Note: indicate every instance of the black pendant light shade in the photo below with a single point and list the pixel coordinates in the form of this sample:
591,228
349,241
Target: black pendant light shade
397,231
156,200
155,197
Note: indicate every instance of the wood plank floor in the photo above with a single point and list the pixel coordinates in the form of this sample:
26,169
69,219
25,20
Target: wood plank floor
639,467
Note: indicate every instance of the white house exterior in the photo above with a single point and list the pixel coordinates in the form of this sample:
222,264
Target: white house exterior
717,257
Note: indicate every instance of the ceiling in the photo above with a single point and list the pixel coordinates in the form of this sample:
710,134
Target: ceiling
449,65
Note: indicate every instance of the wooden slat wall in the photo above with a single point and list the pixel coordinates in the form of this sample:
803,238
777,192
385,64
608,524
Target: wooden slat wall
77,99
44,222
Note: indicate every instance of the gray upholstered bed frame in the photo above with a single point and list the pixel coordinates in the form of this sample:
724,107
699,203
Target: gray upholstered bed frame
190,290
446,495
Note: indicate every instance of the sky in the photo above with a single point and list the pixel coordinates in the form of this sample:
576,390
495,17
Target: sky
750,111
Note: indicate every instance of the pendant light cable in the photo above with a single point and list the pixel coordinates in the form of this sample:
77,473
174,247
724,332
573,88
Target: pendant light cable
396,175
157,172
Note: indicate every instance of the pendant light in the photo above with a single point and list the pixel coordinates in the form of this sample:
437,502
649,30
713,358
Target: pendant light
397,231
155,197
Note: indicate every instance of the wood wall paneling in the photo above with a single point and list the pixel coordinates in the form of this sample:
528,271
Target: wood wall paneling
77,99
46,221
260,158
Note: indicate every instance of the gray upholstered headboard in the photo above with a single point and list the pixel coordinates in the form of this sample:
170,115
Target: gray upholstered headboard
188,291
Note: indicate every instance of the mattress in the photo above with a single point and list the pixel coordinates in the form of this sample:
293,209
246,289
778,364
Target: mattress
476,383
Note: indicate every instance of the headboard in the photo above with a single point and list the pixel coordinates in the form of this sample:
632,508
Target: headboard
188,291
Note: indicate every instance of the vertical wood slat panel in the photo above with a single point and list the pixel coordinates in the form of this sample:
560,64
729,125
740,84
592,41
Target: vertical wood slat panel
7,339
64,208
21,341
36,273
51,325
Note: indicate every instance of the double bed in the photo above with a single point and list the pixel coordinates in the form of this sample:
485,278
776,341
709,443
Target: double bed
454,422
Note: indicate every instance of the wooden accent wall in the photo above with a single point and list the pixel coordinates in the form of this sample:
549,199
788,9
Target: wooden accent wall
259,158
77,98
::::::::::
*SET EXERCISE:*
Output as a JSON list of strings the lines running from the one that contains "Note: indicate every instance of the mattress" through the last line above, both ends included, with one string per line and blank lines left out.

*SOLUTION FOR THIS PROBLEM:*
[
  "Note: indicate every instance of the mattress in the photo above with a single point and list the pixel coordinates in the form of this sample:",
  "293,209",
  "246,289",
  "778,364",
  "Target: mattress",
  "476,383",
  "Note: indicate every instance of the headboard in the photo above with a single point and list the pixel coordinates in the form of this sample:",
  "632,508",
  "Target: headboard",
  "188,291",
  "Note: indicate every instance of the vertical wood slat panel in the photo above with a single point and list the pixel coordinates in the form of this sample:",
  "560,64",
  "729,125",
  "740,84",
  "592,41",
  "Target: vertical wood slat panel",
  "7,339",
  "64,208",
  "21,341",
  "36,273",
  "51,325",
  "Note: indicate every instance of the double bed in the photo above with a single point and list the pixel coordinates in the form of this sample:",
  "485,278",
  "776,341",
  "709,443",
  "Target: double bed",
  "454,422",
  "Note: indicate every instance of the wooden accent wall in the photo above with a single point and list the pixel coordinates in the form of this sample:",
  "549,199",
  "788,9",
  "Target: wooden accent wall",
  "259,158",
  "77,98"
]